### INFORMATION SUPPLIED

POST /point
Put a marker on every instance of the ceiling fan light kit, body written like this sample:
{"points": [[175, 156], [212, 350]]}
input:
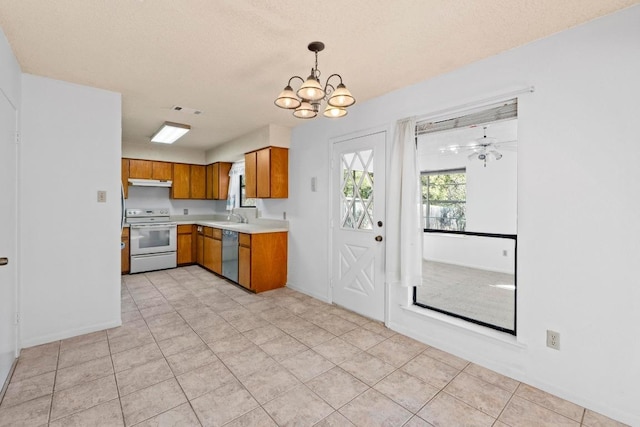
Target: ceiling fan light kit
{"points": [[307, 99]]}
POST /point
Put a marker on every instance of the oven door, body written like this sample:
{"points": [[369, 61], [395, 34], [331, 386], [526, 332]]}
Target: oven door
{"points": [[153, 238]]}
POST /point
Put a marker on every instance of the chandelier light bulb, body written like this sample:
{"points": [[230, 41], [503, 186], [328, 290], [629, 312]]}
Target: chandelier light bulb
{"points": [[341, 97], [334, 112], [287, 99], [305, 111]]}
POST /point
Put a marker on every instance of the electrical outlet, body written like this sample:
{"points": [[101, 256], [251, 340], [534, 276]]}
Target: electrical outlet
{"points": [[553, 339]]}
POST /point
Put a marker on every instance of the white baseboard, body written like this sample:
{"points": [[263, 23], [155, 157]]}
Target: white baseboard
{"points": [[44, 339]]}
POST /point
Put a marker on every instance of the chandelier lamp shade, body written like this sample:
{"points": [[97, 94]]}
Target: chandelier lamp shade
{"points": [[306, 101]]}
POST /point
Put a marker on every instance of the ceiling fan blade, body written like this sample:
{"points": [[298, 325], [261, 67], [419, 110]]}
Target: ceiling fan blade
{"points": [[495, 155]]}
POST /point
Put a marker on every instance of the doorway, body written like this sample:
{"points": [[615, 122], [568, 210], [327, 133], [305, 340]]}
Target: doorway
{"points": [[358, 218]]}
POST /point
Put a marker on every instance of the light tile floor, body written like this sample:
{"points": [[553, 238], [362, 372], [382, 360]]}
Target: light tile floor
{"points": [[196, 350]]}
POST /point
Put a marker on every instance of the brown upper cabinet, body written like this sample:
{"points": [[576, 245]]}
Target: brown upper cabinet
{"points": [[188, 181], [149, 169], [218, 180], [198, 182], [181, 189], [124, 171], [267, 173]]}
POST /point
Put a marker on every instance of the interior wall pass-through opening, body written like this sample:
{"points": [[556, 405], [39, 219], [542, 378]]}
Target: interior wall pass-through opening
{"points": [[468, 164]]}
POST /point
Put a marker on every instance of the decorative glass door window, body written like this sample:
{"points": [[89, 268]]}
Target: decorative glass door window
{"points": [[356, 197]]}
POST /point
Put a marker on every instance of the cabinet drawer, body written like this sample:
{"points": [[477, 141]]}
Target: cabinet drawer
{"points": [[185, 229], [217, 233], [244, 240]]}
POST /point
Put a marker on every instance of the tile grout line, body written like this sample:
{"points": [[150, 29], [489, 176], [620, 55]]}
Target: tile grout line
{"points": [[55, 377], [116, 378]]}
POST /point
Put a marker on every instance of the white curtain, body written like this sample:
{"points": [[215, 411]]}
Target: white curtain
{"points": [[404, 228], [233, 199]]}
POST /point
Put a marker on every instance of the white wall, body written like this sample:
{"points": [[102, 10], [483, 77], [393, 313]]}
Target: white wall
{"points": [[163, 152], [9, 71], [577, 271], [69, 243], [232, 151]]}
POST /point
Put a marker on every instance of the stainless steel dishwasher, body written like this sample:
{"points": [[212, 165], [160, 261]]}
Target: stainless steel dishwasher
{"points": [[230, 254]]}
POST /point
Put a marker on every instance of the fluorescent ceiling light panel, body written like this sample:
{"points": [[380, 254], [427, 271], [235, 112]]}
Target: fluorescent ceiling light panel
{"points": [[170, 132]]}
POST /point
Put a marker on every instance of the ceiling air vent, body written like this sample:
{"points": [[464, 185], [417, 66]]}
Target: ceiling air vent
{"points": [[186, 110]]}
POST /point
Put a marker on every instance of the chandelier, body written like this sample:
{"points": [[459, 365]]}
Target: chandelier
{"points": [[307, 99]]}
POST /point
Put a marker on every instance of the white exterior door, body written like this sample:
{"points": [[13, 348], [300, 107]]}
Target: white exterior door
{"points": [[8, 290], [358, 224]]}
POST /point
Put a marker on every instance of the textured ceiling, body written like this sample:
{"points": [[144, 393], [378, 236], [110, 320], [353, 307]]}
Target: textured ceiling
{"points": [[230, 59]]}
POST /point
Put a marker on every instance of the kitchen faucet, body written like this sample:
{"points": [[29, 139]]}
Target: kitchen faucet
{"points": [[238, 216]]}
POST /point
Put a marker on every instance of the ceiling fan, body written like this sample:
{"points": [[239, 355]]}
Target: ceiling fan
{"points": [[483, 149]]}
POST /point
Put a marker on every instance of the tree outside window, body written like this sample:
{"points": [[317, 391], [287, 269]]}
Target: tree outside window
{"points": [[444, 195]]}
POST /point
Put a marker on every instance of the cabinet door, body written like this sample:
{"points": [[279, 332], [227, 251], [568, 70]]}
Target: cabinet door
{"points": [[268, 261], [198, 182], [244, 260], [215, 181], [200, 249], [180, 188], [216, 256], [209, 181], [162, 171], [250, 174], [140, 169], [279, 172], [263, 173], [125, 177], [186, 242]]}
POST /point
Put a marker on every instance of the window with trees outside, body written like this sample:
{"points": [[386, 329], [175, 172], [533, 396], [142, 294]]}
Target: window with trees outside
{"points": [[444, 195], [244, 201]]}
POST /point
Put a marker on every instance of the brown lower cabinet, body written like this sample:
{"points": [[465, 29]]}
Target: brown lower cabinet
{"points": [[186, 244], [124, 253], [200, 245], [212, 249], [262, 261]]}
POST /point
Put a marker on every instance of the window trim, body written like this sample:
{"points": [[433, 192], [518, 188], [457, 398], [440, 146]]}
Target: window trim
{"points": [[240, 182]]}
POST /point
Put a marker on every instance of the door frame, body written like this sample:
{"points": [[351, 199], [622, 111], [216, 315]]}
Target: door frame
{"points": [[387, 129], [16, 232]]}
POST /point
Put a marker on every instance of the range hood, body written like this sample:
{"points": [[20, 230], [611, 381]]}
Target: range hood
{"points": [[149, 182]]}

### TASK DESCRIPTION
Go through the material and set it down again exactly, but without any pictures.

### EXERCISE SOLUTION
POST /point
Put a marker on every instance of the ceiling fan light kit, body written like this sample:
{"points": [[175, 156], [212, 350]]}
input:
Target: ceiling fan light kit
{"points": [[307, 99]]}
POST /point
Put a marker on every instance of the oven door, body written like this sample:
{"points": [[369, 61], [395, 34], [331, 386], [526, 332]]}
Target: oven door
{"points": [[153, 238]]}
POST /point
Put a marker on every instance of the chandelier light bulb, body written like this sample:
{"points": [[230, 41], [503, 186], [328, 290], [629, 312]]}
Target: chandelier light bulb
{"points": [[341, 97], [334, 112], [287, 99], [305, 111]]}
POST /point
Put a marker on every instance of the electrical outlet, body written like this sample:
{"points": [[101, 256], [251, 340], [534, 276]]}
Target: electrical outlet
{"points": [[553, 339]]}
POST /point
Put a marker on every instance of the white baseboard, body written like this sample:
{"points": [[263, 23], [155, 157]]}
Target: white baseboard
{"points": [[44, 339]]}
POST /point
Put a marker on every instance of the chandelier lamp shade, body written like this sample:
{"points": [[97, 94]]}
Target: chandelier lamp shade
{"points": [[306, 101]]}
POST /point
Put a marker on every instance of the ceiling fan blade, body written like this sample:
{"points": [[298, 325], [261, 67], [419, 110]]}
Target: ceiling fan blade
{"points": [[495, 155]]}
POST /point
Put a marker on every instance of the doorway, body written like this sample:
{"points": [[615, 122], [568, 210], [327, 133], [305, 340]]}
Target: doorway
{"points": [[358, 218]]}
POST /point
Put a marker on every instance of the light tile floor, body written like this sample:
{"points": [[553, 238], [362, 372], [382, 360]]}
Target: light tile floor
{"points": [[196, 350]]}
POST /point
Put a marker on every instance of the brown upper cabinet, body written like this sample:
{"points": [[576, 245]]}
Target: brown upper cabinet
{"points": [[188, 181], [149, 169], [218, 180], [198, 182], [181, 189], [124, 171], [267, 173]]}
POST /point
Put a marker on every instance of the interior wall pass-through opening, body written like this sample:
{"points": [[556, 405], [39, 219], [542, 378]]}
Target: interior wall pass-through opening
{"points": [[468, 164]]}
POST /point
Put a marker on every instance of the decorative glass door window, body written like this sample:
{"points": [[89, 268]]}
Target: decorative glass door window
{"points": [[356, 197]]}
POST /point
Put a marker on every instance of the cabinet drawer, body written like this sample:
{"points": [[477, 141]]}
Target: cabinet drawer
{"points": [[185, 229], [217, 233], [244, 240]]}
POST /point
Put a marker on every instance of the tile grout line, body written like this sample:
{"points": [[150, 29], [489, 176], [620, 55]]}
Target: tile grout line
{"points": [[55, 377], [116, 378]]}
POST /point
Put a marker on every instance of the white curtain, body written like this sample:
{"points": [[215, 411]]}
Target: white curtain
{"points": [[404, 228], [233, 199]]}
POST /point
Put a marker on every instance of the white wall, body written like this sample:
{"points": [[102, 10], [483, 77], [393, 313]]}
Target: white wall
{"points": [[163, 152], [9, 71], [577, 271], [69, 243], [232, 151]]}
POST /point
Put a marker on every instance of the stainless steel dishwasher, body written like this sample:
{"points": [[212, 165], [160, 261]]}
Target: stainless steel dishwasher
{"points": [[230, 254]]}
POST /point
Put a marker on every instance of the fluorescent ceiling light panel, body written like this sample:
{"points": [[380, 254], [427, 271], [235, 112]]}
Target: fluorescent ceiling light panel
{"points": [[170, 132]]}
POST /point
Put a marker on every instance of the ceiling air vent, body written like this sample:
{"points": [[464, 185], [417, 66]]}
Target: ceiling air vent
{"points": [[186, 110]]}
POST /point
Put a marker on every instance of the chandelier, body written like this sample:
{"points": [[459, 365]]}
Target: chandelier
{"points": [[307, 99]]}
POST /point
Put a marker on every instance of the white exterior door, body written like this sample:
{"points": [[13, 348], [300, 107]]}
Target: white exterior door
{"points": [[8, 290], [358, 224]]}
POST /point
Put a marker on every instance of the textured ceiling, body written like this sample:
{"points": [[144, 393], [378, 236], [110, 320], [353, 307]]}
Target: textured ceiling
{"points": [[230, 59]]}
POST /point
Put a marker on every instance of the kitchen faucet, body written like this sample:
{"points": [[29, 139]]}
Target: kitchen faucet
{"points": [[238, 216]]}
POST /point
Put a marker on every instance of the ceiling fan, body written like this sample:
{"points": [[239, 355]]}
Target: ceiling fan
{"points": [[483, 149]]}
POST /point
Put a marker on every instance of the tree outside window, body written like this sample:
{"points": [[317, 391], [287, 269]]}
Target: tree outside window
{"points": [[444, 195]]}
POST /point
Put a marker on every instance of the cabinet door, body written like this sample:
{"points": [[279, 332], [227, 251], [568, 70]]}
Target: cabinet door
{"points": [[268, 261], [198, 182], [244, 260], [215, 181], [200, 249], [180, 188], [216, 256], [209, 181], [162, 171], [250, 174], [140, 169], [279, 172], [263, 173], [125, 177], [186, 242]]}
POST /point
Put a marker on every instance of the window with trees outside, body written like this sample:
{"points": [[386, 329], [175, 172], [533, 396], [142, 294]]}
Target: window with trees outside
{"points": [[444, 195], [244, 201]]}
POST /point
Put a marker on every instance of the brown lower cabinet, body written like this sample:
{"points": [[465, 29]]}
Target: brown lower cabinet
{"points": [[186, 244], [124, 253], [200, 245], [212, 249], [262, 261]]}
POST /point
Put a marker on every instance of the window trim, body written like this sample:
{"points": [[433, 192], [518, 188], [457, 398], [440, 146]]}
Target: window trim
{"points": [[240, 182]]}
POST /point
Put a marker on every instance of the door frame, body written like this sample:
{"points": [[351, 199], [622, 111], [216, 315]]}
Target: door frame
{"points": [[387, 129], [16, 232]]}
POST /point
Put a marker on every instance of the range hood, body written like this sample:
{"points": [[20, 230], [611, 381]]}
Target: range hood
{"points": [[149, 182]]}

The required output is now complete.